Tarefas do exercício.
**a)** Responda com base no texto sobre o Haiti:
(i) Há quantos anos Irmã Marcella Catozza está no país?
(ii) Quantos quilômetros se levam duas horas e meia para percorrer de carro?
(iii) Qual foi a magnitude do terremoto que devastou a ilha?
**b)** Transcreva do texto sobre o Haiti o trecho que vai de "Duas horas e" até "pessoas ficaram desabrigadas.", inclusive.

Texto fornecido.
──────

A ilha ainda está de joelhos. O furacão Sandy, as epidemias. E enquanto as atenções e os financiamentos diminuem, aumenta a violência dos bandos. Irmã MARCELLA CATOZZA, há sete anos no país, fala da vida nas favelas, onde muitas ONGs estão abandonando o local. Mas onde há pessoas que permanecem por um motivo maior: “Levar até lá, Cristo e a Igreja”.
Duas horas e meia para percorrer de carro, às cinco e meia da manhã, oito quilômetros. Nas estradas, por causa da contínua passagem de caminhões, abrem-se crateras que fazem parar de repente. Como protesto, surgem barricadas de cobertores em chamas. E, naquele ponto, o tráfego para. Os automóveis, então, ficam em fila, e basta um nada para surgirem armas apontadas para motoristas irritados. Assim está, hoje, Porto Príncipe, capital do Haiti, três anos depois daquele 12 de janeiro em que um terremoto de magnitude 7 devastou a ilha caribenha. Uma catástrofe para este país, que está entre os mais pobres do mundo: foram 220.000 aa.mortos e mais de 300.000 feridos. A maior parte dos edifícios desmoronaram, entre eles o Palácio Presidencial e a Catedral. Um milhão e trezentos mil pessoas ficaram desabrigadas.

──────

Dados de origem.
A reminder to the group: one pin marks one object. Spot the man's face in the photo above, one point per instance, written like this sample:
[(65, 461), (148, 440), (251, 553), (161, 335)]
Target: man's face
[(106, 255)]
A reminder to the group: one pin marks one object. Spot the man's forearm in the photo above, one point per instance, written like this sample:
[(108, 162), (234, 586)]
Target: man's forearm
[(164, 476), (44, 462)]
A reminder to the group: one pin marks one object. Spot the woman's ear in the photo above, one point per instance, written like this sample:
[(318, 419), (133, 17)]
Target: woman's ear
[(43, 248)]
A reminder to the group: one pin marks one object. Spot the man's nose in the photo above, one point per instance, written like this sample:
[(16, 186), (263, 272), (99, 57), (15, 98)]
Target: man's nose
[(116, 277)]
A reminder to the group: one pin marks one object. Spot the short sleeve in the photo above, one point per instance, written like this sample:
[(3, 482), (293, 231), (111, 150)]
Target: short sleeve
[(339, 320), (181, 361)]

──────

Respostas em ordem.
**a)**
(i) Há sete anos.
(ii) Oito quilômetros.
(iii) Magnitude 7.

**b)**
Duas horas e meia para percorrer de carro, às cinco e meia da manhã, oito quilômetros. Nas estradas, por causa da contínua passagem de caminhões, abrem-se crateras que fazem parar de repente. Como protesto, surgem barricadas de cobertores em chamas. E, naquele ponto, o tráfego para. Os automóveis, então, ficam em fila, e basta um nada para surgirem armas apontadas para motoristas irritados. Assim está, hoje, Porto Príncipe, capital do Haiti, três anos depois daquele 12 de janeiro em que um terremoto de magnitude 7 devastou a ilha caribenha. Uma catástrofe para este país, que está entre os mais pobres do mundo: foram 220.000 aa.mortos e mais de 300.000 feridos. A maior parte dos edifícios desmoronaram, entre eles o Palácio Presidencial e a Catedral. Um milhão e trezentos mil pessoas ficaram desabrigadas.